**WORK TASK:** Please reproduce the data in full, exactly as it stands.

(Data entries)
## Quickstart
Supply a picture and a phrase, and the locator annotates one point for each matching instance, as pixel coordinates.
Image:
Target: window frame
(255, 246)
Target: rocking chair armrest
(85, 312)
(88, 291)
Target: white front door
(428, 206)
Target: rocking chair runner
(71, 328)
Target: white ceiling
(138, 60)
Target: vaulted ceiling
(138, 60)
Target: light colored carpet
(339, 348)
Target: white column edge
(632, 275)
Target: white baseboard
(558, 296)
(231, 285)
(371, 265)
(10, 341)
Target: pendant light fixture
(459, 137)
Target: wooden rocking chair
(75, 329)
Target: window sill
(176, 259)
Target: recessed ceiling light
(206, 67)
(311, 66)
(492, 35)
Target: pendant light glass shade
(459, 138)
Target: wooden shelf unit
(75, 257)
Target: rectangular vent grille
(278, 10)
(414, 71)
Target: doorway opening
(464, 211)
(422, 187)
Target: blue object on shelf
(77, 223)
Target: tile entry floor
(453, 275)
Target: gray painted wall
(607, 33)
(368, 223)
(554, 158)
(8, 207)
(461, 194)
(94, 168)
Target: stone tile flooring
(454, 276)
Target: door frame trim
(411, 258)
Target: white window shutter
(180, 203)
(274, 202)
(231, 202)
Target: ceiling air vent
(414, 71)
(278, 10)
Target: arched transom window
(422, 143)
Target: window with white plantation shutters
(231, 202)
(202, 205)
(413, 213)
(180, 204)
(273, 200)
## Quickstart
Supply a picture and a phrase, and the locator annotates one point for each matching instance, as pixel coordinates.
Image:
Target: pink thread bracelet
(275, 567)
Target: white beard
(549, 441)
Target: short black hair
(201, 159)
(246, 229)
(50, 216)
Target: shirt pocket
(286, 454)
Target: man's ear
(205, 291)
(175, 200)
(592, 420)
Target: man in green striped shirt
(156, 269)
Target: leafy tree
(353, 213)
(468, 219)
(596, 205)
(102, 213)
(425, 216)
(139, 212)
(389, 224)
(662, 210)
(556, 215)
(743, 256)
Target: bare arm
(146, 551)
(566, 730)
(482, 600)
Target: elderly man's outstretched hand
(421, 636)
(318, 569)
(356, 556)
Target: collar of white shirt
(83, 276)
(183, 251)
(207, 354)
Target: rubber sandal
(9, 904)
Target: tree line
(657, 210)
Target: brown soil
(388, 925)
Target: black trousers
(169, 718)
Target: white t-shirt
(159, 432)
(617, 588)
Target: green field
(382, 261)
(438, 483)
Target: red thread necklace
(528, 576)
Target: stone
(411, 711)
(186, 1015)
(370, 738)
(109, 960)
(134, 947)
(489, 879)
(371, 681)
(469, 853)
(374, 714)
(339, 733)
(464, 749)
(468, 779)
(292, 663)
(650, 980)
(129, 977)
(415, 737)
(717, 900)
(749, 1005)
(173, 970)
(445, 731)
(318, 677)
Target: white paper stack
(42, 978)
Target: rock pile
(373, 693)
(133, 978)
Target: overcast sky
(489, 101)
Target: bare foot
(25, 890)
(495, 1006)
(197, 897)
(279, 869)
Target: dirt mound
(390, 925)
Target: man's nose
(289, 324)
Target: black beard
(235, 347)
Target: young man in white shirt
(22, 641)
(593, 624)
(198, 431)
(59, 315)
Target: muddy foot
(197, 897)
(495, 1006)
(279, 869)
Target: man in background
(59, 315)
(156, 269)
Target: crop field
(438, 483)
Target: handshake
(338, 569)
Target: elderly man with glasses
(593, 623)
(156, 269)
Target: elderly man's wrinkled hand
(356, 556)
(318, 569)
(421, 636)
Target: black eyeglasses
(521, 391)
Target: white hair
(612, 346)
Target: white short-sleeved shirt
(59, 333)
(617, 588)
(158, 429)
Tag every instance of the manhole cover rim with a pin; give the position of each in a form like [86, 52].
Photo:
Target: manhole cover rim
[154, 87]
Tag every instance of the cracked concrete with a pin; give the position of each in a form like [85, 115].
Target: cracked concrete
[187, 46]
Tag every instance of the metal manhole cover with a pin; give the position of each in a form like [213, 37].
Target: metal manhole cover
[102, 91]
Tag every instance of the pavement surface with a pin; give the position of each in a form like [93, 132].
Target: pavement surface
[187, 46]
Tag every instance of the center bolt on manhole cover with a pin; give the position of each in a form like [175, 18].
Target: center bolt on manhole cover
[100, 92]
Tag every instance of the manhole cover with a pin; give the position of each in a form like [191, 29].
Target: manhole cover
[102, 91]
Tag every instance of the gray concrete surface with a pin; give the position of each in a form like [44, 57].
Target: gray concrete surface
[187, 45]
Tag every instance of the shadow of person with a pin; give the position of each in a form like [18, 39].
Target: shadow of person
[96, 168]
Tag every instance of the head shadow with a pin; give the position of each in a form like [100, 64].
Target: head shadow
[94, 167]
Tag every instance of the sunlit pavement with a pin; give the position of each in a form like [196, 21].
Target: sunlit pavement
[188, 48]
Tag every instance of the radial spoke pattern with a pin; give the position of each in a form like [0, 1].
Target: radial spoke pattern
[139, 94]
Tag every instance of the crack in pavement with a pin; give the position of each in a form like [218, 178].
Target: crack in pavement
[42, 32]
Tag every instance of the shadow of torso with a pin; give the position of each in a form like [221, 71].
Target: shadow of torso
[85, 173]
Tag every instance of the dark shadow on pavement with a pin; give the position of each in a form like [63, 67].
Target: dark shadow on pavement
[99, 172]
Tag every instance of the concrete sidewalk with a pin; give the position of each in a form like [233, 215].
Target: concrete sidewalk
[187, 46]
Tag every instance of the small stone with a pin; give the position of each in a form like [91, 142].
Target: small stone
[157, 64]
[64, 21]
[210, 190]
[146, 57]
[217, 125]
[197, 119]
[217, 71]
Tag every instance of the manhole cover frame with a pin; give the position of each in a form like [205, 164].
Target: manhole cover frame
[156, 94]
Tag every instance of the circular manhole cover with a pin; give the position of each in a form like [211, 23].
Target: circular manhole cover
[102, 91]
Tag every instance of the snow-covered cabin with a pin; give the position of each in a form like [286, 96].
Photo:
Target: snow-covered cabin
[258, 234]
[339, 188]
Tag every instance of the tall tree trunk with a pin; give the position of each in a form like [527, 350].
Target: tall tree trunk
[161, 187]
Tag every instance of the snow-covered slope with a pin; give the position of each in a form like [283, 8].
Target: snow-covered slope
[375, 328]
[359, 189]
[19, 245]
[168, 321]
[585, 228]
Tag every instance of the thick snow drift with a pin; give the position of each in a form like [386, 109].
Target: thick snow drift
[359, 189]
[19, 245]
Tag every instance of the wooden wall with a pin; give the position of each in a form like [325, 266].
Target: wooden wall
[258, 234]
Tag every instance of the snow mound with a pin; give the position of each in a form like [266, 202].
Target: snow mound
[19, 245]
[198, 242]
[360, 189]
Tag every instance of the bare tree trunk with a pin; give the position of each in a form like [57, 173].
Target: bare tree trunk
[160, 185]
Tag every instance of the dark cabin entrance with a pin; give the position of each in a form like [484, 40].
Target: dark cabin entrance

**SOLUTION:**
## Quickstart
Supply a picture and a phrase, and the locator annotates one point for each matching instance, as pixel coordinates.
Image:
Target: window frame
(255, 246)
Target: rocking chair armrest
(85, 312)
(88, 291)
Target: white front door
(428, 206)
Target: rocking chair runner
(71, 328)
Target: white ceiling
(138, 60)
Target: vaulted ceiling
(138, 60)
Target: light colored carpet
(339, 348)
Target: white column edge
(632, 275)
Target: white baseboard
(558, 296)
(231, 285)
(371, 265)
(10, 341)
Target: pendant light fixture
(459, 137)
Target: wooden rocking chair
(75, 329)
Target: window sill
(176, 259)
Target: recessed ceiling light
(206, 67)
(311, 66)
(492, 35)
Target: pendant light glass shade
(459, 138)
Target: wooden shelf unit
(75, 257)
Target: rectangular vent grille
(278, 10)
(414, 71)
Target: doorway opening
(464, 211)
(422, 187)
Target: blue object on shelf
(77, 223)
Target: tile entry floor
(453, 275)
Target: gray painted wall
(607, 33)
(368, 223)
(554, 158)
(8, 207)
(461, 194)
(94, 168)
Target: stone tile flooring
(454, 276)
Target: door frame trim
(411, 258)
Target: white window shutter
(180, 203)
(274, 202)
(231, 202)
Target: ceiling air vent
(414, 71)
(278, 10)
Target: arched transom window
(422, 143)
Target: window with white plantation shutters
(231, 202)
(202, 205)
(413, 213)
(180, 204)
(273, 200)
## Quickstart
Supply a picture and a phrase, and the locator annotates one point for each matching instance, as pixel coordinates.
Image:
Target: pink thread bracelet
(275, 567)
Target: white beard
(549, 441)
Target: short black hair
(201, 159)
(246, 229)
(50, 216)
Target: shirt pocket
(286, 454)
Target: man's ear
(205, 291)
(175, 200)
(592, 420)
Target: man in green striped shirt
(156, 269)
Target: leafy tree
(353, 213)
(468, 219)
(596, 205)
(102, 213)
(425, 216)
(139, 212)
(389, 224)
(662, 210)
(556, 215)
(743, 256)
Target: bare arm
(146, 551)
(566, 730)
(482, 600)
Target: elderly man's outstretched hand
(421, 636)
(318, 569)
(356, 556)
Target: collar of white shirt
(83, 276)
(183, 251)
(207, 354)
Target: rubber sandal
(9, 904)
Target: tree line
(657, 210)
Target: brown soil
(388, 925)
Target: black trousers
(169, 718)
Target: white t-shirt
(159, 432)
(617, 588)
Target: green field
(382, 261)
(438, 483)
Target: red thread necklace
(528, 576)
Target: stone
(411, 711)
(186, 1015)
(370, 738)
(109, 960)
(134, 947)
(489, 879)
(371, 681)
(469, 853)
(374, 714)
(339, 733)
(464, 749)
(468, 779)
(292, 663)
(650, 980)
(129, 977)
(415, 737)
(717, 900)
(749, 1005)
(173, 970)
(445, 731)
(318, 677)
Target: white paper stack
(42, 978)
Target: rock pile
(373, 693)
(133, 978)
Target: overcast sky
(489, 101)
Target: bare foot
(25, 890)
(495, 1006)
(197, 897)
(279, 869)
Target: dirt mound
(390, 925)
Target: man's nose
(289, 324)
Target: black beard
(235, 347)
Target: young man in white shirt
(22, 641)
(593, 624)
(198, 431)
(59, 315)
Target: muddy foot
(197, 897)
(495, 1006)
(279, 869)
Target: man in background
(59, 315)
(156, 269)
Target: crop field
(438, 483)
Target: handshake
(338, 569)
Target: elderly man with glasses
(593, 623)
(156, 269)
Target: elderly man's wrinkled hand
(356, 556)
(318, 569)
(421, 636)
Target: black eyeglasses
(521, 391)
Target: white hair
(612, 346)
Target: white short-sleeved shirt
(59, 333)
(617, 588)
(158, 429)
Tag every instance of the manhole cover rim with a pin; give the position of each in a form like [86, 52].
Photo:
Target: manhole cover rim
[154, 87]
Tag every instance of the cracked concrete with a pin; give the position of each in a form like [85, 115].
Target: cracked concrete
[187, 46]
Tag every instance of the metal manhole cover with a pin; give the position of each in a form like [213, 37].
Target: metal manhole cover
[102, 91]
Tag every instance of the pavement surface with a pin; give the position of each in a form like [93, 132].
Target: pavement surface
[187, 46]
Tag every instance of the center bolt on manhole cover with a pin; give the position of each in a form like [175, 18].
Target: center bolt on manhole cover
[100, 92]
Tag every instance of the manhole cover with a pin; give the position of each in a form like [191, 29].
Target: manhole cover
[102, 91]
Tag every instance of the gray concrete surface with a pin; give the position of each in a form like [44, 57].
Target: gray concrete surface
[187, 45]
Tag every instance of the shadow of person with a pin; give the position of each in a form like [18, 39].
Target: shadow of person
[96, 168]
Tag every instance of the head shadow with a pin; give the position of each in a form like [100, 64].
Target: head shadow
[94, 167]
Tag every instance of the sunlit pavement with a pin; give the position of each in a form like [196, 21].
Target: sunlit pavement
[188, 48]
Tag every instance of the radial spoke pattern with a pin; give the position of each in a form like [0, 1].
Target: radial spoke pattern
[139, 94]
Tag every instance of the crack in pavement with a pin; give the position of each in a form like [218, 178].
Target: crack in pavement
[42, 32]
Tag every instance of the shadow of torso with a pin; give the position of each in a form like [221, 71].
Target: shadow of torso
[85, 173]
Tag every instance of the dark shadow on pavement with a pin; give the position of each in a form like [63, 67].
Target: dark shadow on pavement
[99, 172]
Tag every instance of the concrete sidewalk with a pin; give the position of each in a form like [233, 215].
Target: concrete sidewalk
[187, 46]
Tag every instance of the small stone with a pin; give the position of each in a form like [91, 142].
Target: small stone
[157, 64]
[64, 21]
[210, 190]
[146, 57]
[217, 125]
[197, 119]
[217, 71]
Tag every instance of the manhole cover frame with a pin; give the position of each in a form like [205, 164].
Target: manhole cover frame
[156, 94]
Tag every instance of the circular manhole cover with a pin; give the position of each in a form like [211, 23].
Target: circular manhole cover
[102, 91]
Tag every instance of the snow-covered cabin with a pin; give the position of each in a form like [286, 96].
Photo:
Target: snow-covered cabin
[258, 234]
[339, 188]
Tag every instance of the tall tree trunk with a pin; give the position of each in a form like [527, 350].
Target: tall tree trunk
[161, 187]
Tag every instance of the snow-covered slope with a pin; give the position of each in a form like [283, 8].
Target: snow-covered slope
[375, 328]
[359, 189]
[19, 245]
[168, 321]
[585, 228]
Tag every instance of the thick snow drift with a pin; give the position of each in a form like [386, 109].
Target: thick snow drift
[359, 189]
[19, 245]
Tag every instance of the wooden wall with a pin; give the position of each in a form like [325, 266].
Target: wooden wall
[258, 234]
Tag every instance of the snow mound with a pin; give the position of each in a form like [266, 202].
Target: snow mound
[19, 245]
[198, 242]
[360, 189]
Tag every instance of the bare tree trunk with a pin; give the position of each in a form like [57, 173].
Target: bare tree trunk
[160, 185]
Tag every instance of the dark cabin entrance with a pin; give the position of each in a form like [484, 40].
Target: dark cabin entrance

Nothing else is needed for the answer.